Set out exactly, line by line, the stretch of data below that begins at the line containing "Mark every instance of the seated" and ends at the line containing "Mark every instance of the standing", with both ends kept.

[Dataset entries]
------------------------------------------------------------------------

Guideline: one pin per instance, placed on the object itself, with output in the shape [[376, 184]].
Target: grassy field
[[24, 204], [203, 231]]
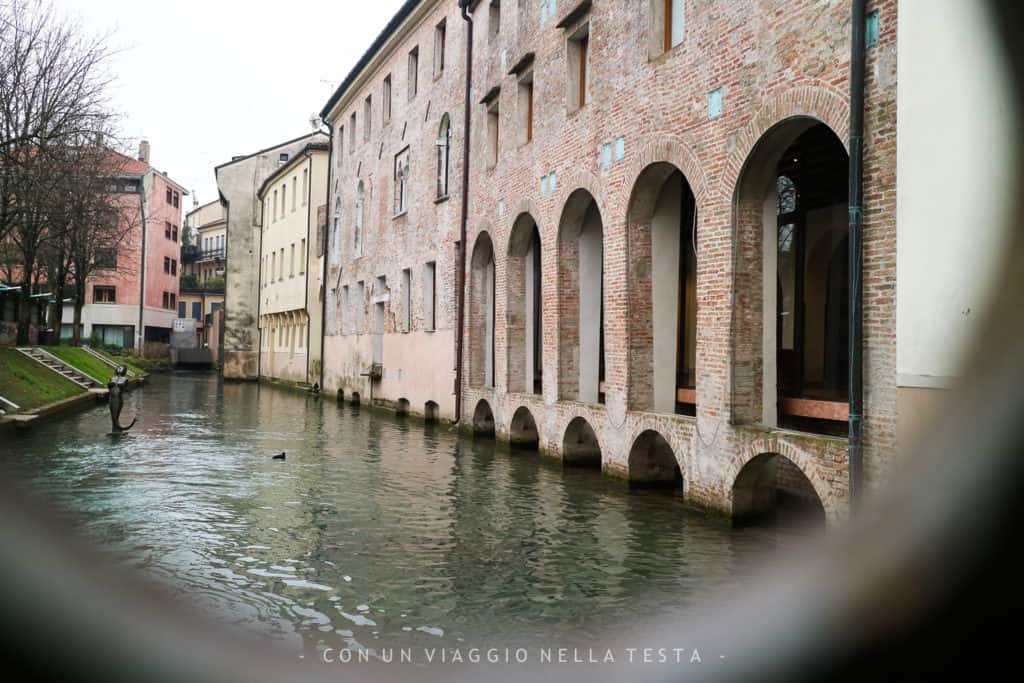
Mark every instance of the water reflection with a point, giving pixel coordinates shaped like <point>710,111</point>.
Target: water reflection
<point>376,530</point>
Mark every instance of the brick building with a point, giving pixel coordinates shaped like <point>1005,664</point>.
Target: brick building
<point>656,259</point>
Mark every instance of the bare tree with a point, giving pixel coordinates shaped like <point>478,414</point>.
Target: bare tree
<point>53,95</point>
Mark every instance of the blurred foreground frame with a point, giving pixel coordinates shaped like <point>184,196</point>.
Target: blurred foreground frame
<point>921,583</point>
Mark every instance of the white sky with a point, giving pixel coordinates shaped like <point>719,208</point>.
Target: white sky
<point>206,80</point>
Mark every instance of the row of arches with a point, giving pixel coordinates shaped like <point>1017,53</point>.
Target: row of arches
<point>769,488</point>
<point>791,285</point>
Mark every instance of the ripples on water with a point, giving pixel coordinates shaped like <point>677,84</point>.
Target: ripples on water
<point>376,530</point>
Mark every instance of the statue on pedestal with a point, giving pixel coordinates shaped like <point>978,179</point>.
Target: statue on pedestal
<point>116,388</point>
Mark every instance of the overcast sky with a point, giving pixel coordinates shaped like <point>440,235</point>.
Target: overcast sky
<point>205,80</point>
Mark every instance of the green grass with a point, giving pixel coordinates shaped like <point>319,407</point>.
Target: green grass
<point>83,361</point>
<point>29,384</point>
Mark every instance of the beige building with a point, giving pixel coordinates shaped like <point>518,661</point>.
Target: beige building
<point>291,266</point>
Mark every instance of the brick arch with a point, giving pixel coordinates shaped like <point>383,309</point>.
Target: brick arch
<point>814,101</point>
<point>804,460</point>
<point>668,150</point>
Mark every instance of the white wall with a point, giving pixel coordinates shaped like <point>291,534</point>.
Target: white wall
<point>952,136</point>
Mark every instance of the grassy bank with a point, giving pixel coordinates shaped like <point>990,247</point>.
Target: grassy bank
<point>30,384</point>
<point>83,361</point>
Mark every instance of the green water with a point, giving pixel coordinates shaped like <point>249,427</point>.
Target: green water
<point>376,530</point>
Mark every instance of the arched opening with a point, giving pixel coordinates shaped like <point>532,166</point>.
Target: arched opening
<point>523,309</point>
<point>481,313</point>
<point>581,300</point>
<point>771,489</point>
<point>522,429</point>
<point>793,284</point>
<point>652,464</point>
<point>431,412</point>
<point>663,292</point>
<point>483,420</point>
<point>580,446</point>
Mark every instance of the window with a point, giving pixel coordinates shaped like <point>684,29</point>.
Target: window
<point>579,62</point>
<point>494,18</point>
<point>401,181</point>
<point>525,108</point>
<point>429,295</point>
<point>336,233</point>
<point>414,72</point>
<point>102,294</point>
<point>407,300</point>
<point>357,223</point>
<point>368,114</point>
<point>443,155</point>
<point>494,132</point>
<point>667,24</point>
<point>359,305</point>
<point>344,309</point>
<point>107,258</point>
<point>439,48</point>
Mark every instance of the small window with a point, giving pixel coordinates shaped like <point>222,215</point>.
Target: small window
<point>494,131</point>
<point>401,181</point>
<point>579,62</point>
<point>104,294</point>
<point>430,295</point>
<point>407,300</point>
<point>368,115</point>
<point>414,72</point>
<point>443,155</point>
<point>439,32</point>
<point>525,108</point>
<point>495,18</point>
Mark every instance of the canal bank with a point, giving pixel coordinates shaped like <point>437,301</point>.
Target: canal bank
<point>375,529</point>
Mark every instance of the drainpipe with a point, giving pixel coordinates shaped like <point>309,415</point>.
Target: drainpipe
<point>461,278</point>
<point>141,279</point>
<point>856,191</point>
<point>327,239</point>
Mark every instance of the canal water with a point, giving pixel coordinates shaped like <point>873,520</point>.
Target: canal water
<point>377,530</point>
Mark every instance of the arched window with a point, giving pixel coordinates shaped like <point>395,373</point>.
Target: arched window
<point>336,233</point>
<point>443,153</point>
<point>357,224</point>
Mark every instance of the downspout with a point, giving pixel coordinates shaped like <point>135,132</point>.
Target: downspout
<point>141,279</point>
<point>327,232</point>
<point>461,276</point>
<point>856,193</point>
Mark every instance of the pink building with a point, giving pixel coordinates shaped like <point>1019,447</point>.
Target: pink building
<point>137,301</point>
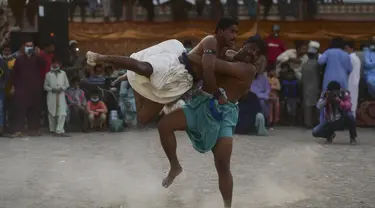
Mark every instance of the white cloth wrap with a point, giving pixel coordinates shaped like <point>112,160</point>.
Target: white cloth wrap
<point>169,80</point>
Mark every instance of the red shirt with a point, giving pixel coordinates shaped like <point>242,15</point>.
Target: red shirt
<point>47,59</point>
<point>275,48</point>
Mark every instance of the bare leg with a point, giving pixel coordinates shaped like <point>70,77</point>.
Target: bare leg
<point>222,154</point>
<point>167,126</point>
<point>147,110</point>
<point>139,67</point>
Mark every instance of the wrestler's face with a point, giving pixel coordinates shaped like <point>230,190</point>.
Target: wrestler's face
<point>229,35</point>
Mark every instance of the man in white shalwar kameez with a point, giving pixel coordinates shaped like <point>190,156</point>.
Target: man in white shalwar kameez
<point>55,83</point>
<point>354,77</point>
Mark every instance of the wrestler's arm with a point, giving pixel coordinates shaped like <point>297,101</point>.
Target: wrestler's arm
<point>209,45</point>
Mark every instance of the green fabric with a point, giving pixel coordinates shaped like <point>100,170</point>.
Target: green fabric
<point>202,129</point>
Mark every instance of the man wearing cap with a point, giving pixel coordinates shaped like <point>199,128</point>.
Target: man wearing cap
<point>275,45</point>
<point>311,84</point>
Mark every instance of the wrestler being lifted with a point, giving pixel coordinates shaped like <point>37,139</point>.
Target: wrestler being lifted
<point>161,74</point>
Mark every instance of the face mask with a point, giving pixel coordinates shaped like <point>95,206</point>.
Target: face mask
<point>29,50</point>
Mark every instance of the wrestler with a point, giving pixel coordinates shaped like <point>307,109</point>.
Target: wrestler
<point>160,76</point>
<point>209,120</point>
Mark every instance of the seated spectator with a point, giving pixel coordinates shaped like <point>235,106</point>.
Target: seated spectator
<point>97,111</point>
<point>274,104</point>
<point>251,119</point>
<point>97,78</point>
<point>76,100</point>
<point>294,58</point>
<point>290,95</point>
<point>261,89</point>
<point>55,84</point>
<point>336,107</point>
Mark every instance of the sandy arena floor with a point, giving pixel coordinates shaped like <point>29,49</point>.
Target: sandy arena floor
<point>287,169</point>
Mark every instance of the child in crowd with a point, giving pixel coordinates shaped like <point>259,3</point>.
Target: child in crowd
<point>76,99</point>
<point>274,104</point>
<point>55,83</point>
<point>336,106</point>
<point>97,111</point>
<point>290,94</point>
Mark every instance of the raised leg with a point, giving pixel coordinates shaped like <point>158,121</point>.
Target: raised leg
<point>222,155</point>
<point>167,126</point>
<point>139,67</point>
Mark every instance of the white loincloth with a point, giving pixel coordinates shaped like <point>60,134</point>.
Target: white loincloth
<point>169,80</point>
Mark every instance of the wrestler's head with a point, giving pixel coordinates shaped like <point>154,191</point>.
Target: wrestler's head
<point>251,50</point>
<point>226,31</point>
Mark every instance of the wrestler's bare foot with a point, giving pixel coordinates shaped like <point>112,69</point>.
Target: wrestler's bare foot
<point>173,173</point>
<point>92,58</point>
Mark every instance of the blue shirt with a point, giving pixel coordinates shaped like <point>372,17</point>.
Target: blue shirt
<point>338,67</point>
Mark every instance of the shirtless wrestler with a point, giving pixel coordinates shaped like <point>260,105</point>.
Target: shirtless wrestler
<point>209,120</point>
<point>159,74</point>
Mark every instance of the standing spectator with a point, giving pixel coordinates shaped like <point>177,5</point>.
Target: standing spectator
<point>251,119</point>
<point>354,77</point>
<point>369,67</point>
<point>9,62</point>
<point>28,90</point>
<point>311,85</point>
<point>47,54</point>
<point>97,111</point>
<point>294,58</point>
<point>335,103</point>
<point>290,94</point>
<point>4,74</point>
<point>338,65</point>
<point>275,45</point>
<point>82,9</point>
<point>77,106</point>
<point>274,112</point>
<point>55,84</point>
<point>262,89</point>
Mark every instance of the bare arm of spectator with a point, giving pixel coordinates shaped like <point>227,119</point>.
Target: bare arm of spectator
<point>285,56</point>
<point>103,108</point>
<point>369,63</point>
<point>323,58</point>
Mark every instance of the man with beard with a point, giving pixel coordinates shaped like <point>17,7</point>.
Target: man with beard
<point>161,74</point>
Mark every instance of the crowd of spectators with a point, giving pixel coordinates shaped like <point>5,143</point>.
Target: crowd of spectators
<point>302,86</point>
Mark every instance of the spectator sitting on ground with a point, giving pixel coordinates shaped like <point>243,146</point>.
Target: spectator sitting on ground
<point>336,107</point>
<point>78,116</point>
<point>97,78</point>
<point>97,111</point>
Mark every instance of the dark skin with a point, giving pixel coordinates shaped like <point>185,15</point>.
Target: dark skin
<point>235,78</point>
<point>147,110</point>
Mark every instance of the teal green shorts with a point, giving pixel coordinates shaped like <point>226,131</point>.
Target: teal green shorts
<point>202,128</point>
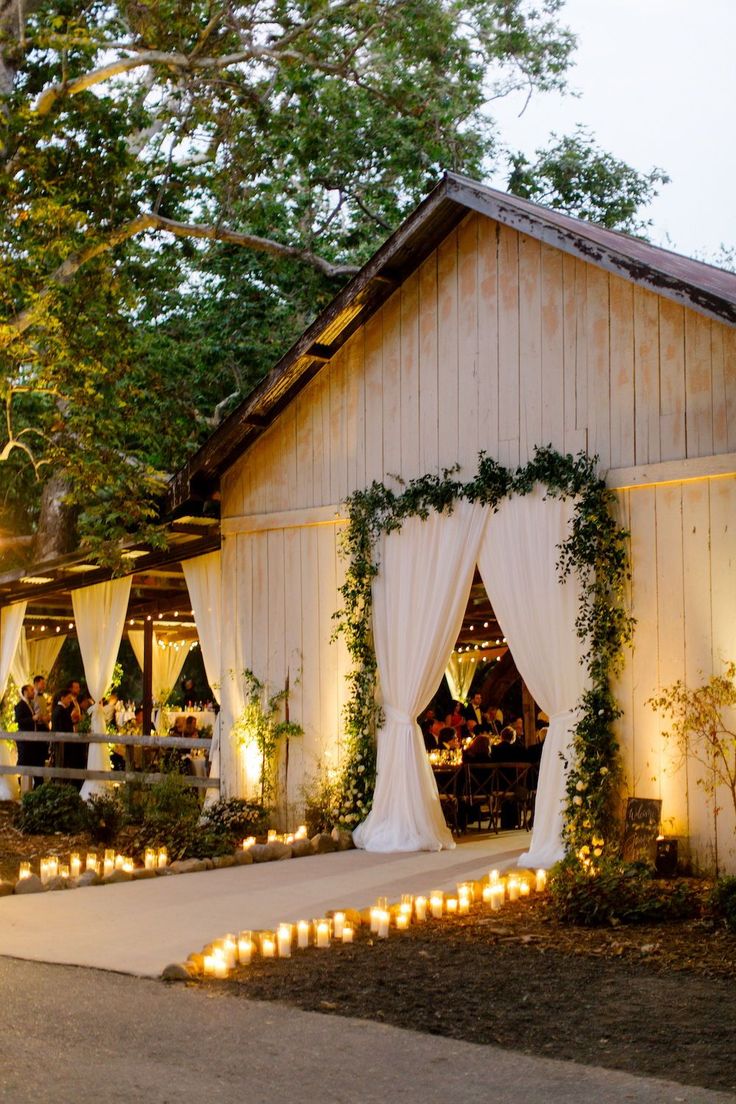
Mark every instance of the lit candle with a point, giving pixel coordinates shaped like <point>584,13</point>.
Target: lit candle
<point>284,936</point>
<point>230,949</point>
<point>244,948</point>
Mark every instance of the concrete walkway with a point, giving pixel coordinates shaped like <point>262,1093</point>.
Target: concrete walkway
<point>139,927</point>
<point>74,1035</point>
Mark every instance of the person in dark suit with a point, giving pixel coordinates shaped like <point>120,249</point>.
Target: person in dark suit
<point>30,753</point>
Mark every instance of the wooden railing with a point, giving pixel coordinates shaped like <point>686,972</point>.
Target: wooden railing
<point>129,743</point>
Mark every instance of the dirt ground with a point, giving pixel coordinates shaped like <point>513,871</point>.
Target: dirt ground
<point>657,999</point>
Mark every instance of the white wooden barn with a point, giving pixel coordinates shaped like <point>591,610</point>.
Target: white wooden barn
<point>489,322</point>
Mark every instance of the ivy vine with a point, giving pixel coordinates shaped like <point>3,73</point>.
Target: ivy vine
<point>595,551</point>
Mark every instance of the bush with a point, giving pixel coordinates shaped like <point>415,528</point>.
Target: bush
<point>51,808</point>
<point>723,901</point>
<point>617,892</point>
<point>236,818</point>
<point>105,816</point>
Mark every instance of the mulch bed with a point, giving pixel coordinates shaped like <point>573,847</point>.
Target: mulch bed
<point>653,999</point>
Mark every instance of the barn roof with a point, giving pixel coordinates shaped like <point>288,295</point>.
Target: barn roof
<point>691,283</point>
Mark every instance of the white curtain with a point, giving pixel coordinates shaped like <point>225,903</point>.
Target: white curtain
<point>11,623</point>
<point>419,597</point>
<point>99,614</point>
<point>203,576</point>
<point>35,657</point>
<point>166,664</point>
<point>518,561</point>
<point>459,673</point>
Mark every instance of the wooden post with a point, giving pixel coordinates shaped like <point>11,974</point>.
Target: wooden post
<point>148,676</point>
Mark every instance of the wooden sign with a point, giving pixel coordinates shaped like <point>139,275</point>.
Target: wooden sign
<point>641,828</point>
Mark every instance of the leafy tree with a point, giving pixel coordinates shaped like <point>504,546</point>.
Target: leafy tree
<point>183,186</point>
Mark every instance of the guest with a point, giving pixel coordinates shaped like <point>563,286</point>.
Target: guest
<point>30,753</point>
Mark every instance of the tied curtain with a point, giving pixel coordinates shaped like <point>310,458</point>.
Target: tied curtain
<point>419,597</point>
<point>536,612</point>
<point>35,657</point>
<point>166,665</point>
<point>11,623</point>
<point>459,672</point>
<point>203,576</point>
<point>99,614</point>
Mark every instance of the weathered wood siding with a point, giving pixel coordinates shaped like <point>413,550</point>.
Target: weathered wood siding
<point>499,342</point>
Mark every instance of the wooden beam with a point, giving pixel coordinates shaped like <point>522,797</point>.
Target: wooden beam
<point>672,471</point>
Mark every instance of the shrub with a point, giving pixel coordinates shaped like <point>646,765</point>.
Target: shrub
<point>51,808</point>
<point>235,817</point>
<point>723,901</point>
<point>616,892</point>
<point>105,816</point>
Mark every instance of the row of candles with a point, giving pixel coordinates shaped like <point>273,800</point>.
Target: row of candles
<point>224,954</point>
<point>52,867</point>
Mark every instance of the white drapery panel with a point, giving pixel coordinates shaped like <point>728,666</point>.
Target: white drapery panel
<point>11,623</point>
<point>203,576</point>
<point>459,672</point>
<point>536,613</point>
<point>419,597</point>
<point>99,614</point>
<point>166,664</point>
<point>35,657</point>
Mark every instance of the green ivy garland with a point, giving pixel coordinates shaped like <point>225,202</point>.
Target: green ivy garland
<point>596,550</point>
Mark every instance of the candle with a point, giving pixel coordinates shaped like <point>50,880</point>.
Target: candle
<point>244,948</point>
<point>284,937</point>
<point>230,948</point>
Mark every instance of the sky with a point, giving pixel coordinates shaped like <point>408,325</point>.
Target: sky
<point>657,83</point>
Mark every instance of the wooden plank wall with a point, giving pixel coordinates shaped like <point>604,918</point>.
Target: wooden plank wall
<point>497,342</point>
<point>683,595</point>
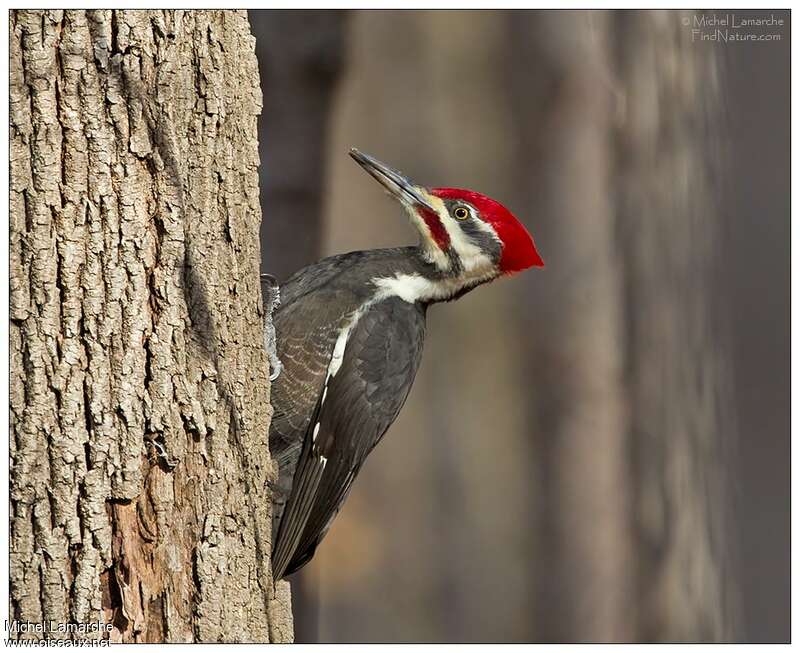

------------------------------------------------------------------------

» **Answer box**
Mark every instance of the seated spectator with a point, giving pixel coordinates shaped like <point>235,106</point>.
Target: seated spectator
<point>97,111</point>
<point>274,104</point>
<point>251,119</point>
<point>97,78</point>
<point>76,100</point>
<point>294,58</point>
<point>290,95</point>
<point>261,89</point>
<point>55,84</point>
<point>336,107</point>
Mark every instance of the sandy arena floor with a point, giving pixel coordinates shaped like <point>29,49</point>.
Target: sandy arena floor
<point>287,169</point>
Mark every instance of the child in crowd with a point, giving pixel coordinates shaped like <point>259,3</point>.
Target: child in crowd
<point>76,99</point>
<point>274,104</point>
<point>55,83</point>
<point>336,106</point>
<point>97,111</point>
<point>290,94</point>
Mark every instance of the raised leg with a point, giving pixel coordinates shaped like <point>158,121</point>.
Target: raised leg
<point>222,155</point>
<point>167,126</point>
<point>139,67</point>
Mark every instance of the white loincloth with a point, giving pixel coordinates shaped like <point>60,134</point>.
Target: white loincloth
<point>169,80</point>
Mark every instance of the wrestler's head with a point, giving pixel coordinates shaped like <point>154,191</point>.
Target: wrestler's head
<point>251,50</point>
<point>226,31</point>
Mark every instance of the wrestler's bare foot with a point, giving pixel coordinates shaped like <point>112,69</point>.
Target: wrestler's bare foot
<point>173,173</point>
<point>92,58</point>
Mark every instance of the blue shirt with a point, giving pixel coordinates shaped like <point>372,17</point>.
Target: blue shirt
<point>338,67</point>
Mark every instance of the shirtless wrestler with a point, giving pixel coordinates shaped like <point>260,105</point>.
Target: shirtless wrestler
<point>209,120</point>
<point>159,74</point>
Mark every instance of the standing spectator with a point, giving pixel coordinates shaped like <point>177,5</point>.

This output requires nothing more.